• [EXCERPT PROVIDED]
2D-ROESY: the interactions were studied by two-dimensional Rotating frame Overhauser experiments (2DROESY), with spinlock for mixing phase sensitive, using 180 × 180-x pulses for polarization transfer. The spectra were measured with a relaxation delay of 2 s, p 15 pulse for ROESY spinlock of 20 ms and 14, spinlock loop,. Before Fourier transformation, the matrix was zero filled to 4096 (F2) by 2048 (F1) and Gaussian apodization functions were applied in both dimensions. Samples had a 1:1 mixture of IBP and MDs (MD17 and MD19, respectively) in D2O, and the concentration of each component was 15 mM.
2.4. Preparation of the Complexes
The preparation of the solid IBP-MD complexes with a 1:1 molar ratio was performed by the freeze-drying method. Appropriate amounts of each component were suspended in water and sonicated at 25.0˚C ± 0.1˚C constant water temperature until the drug was completely dissolved. Solutions were frozen at −40˚C for 24 h to ensure complete solidification before freeze-drying was started (Freeze Dye 4.5 Labconco corp., Kansas City, MI). Physical mixtures were prepared by mixing the corresponding components uniformly in a mortar at a 1:1 molar ratio.
2.5. Differential Scanning Calorimetry (DSC) and Thermogravimetric Analysis (TGA)
The DSC curves of the samples were obtained with a DSC TA 2920, and the TGA curves were recorded on a TG TA 2920. The samples were placed in aluminium hermetic pans, and the experiments were carried out under nitrogen gas flow at a heating rate of 10˚C/min and temperature range of 25˚C - 350˚C. Data were obtained and processed using the TA Instruments Universal Analysis 2000 software.
2.6. Fourier Transform-Infrared Spectroscopy (FT-IR)

• [PROBLEM DESCRIPTION] What are all the numbered section headings in the excerpt on preparing and analyzing IBP-MD complexes?

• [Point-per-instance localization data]
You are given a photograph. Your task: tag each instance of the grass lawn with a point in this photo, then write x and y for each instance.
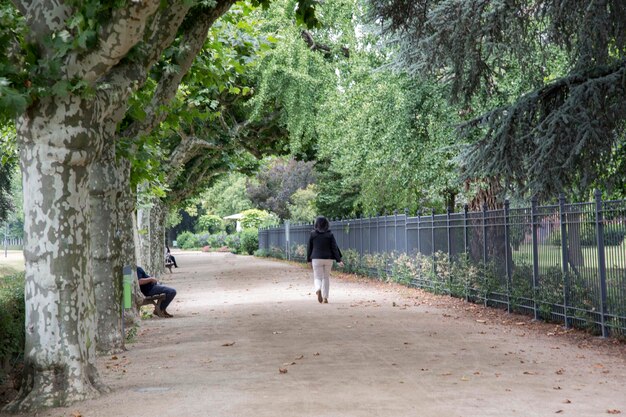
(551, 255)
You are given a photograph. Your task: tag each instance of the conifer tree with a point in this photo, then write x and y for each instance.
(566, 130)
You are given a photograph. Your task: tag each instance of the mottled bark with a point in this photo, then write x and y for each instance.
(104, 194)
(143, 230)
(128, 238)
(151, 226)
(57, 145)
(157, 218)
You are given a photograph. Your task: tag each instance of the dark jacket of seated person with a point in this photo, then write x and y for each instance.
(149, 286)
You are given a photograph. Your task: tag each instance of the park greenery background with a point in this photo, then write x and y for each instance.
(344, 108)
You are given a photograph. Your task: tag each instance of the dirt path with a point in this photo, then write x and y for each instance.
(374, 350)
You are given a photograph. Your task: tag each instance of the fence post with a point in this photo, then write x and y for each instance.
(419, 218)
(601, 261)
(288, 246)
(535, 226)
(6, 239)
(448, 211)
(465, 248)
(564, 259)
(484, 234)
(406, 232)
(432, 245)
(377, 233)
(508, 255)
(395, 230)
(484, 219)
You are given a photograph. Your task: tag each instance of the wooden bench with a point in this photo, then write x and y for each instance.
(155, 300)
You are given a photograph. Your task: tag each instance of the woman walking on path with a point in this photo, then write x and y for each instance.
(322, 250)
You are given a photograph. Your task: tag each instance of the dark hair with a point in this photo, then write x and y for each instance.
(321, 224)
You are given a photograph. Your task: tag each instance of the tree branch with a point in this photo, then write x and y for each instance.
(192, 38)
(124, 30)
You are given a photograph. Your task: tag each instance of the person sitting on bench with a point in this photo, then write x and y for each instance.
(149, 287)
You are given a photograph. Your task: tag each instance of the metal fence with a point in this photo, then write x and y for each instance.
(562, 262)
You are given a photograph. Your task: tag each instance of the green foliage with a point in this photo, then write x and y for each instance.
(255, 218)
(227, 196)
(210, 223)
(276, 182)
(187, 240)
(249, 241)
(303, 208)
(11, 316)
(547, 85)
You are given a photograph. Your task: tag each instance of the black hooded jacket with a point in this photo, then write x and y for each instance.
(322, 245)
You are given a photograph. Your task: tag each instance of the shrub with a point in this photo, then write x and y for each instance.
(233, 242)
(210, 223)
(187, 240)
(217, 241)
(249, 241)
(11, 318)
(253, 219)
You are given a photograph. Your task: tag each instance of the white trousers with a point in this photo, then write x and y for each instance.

• [YOUR SOLUTION]
2.4. Preparation of the Complexes
2.5. Differential Scanning Calorimetry (DSC) and Thermogravimetric Analysis (TGA)
2.6. Fourier Transform-Infrared Spectroscopy (FT-IR)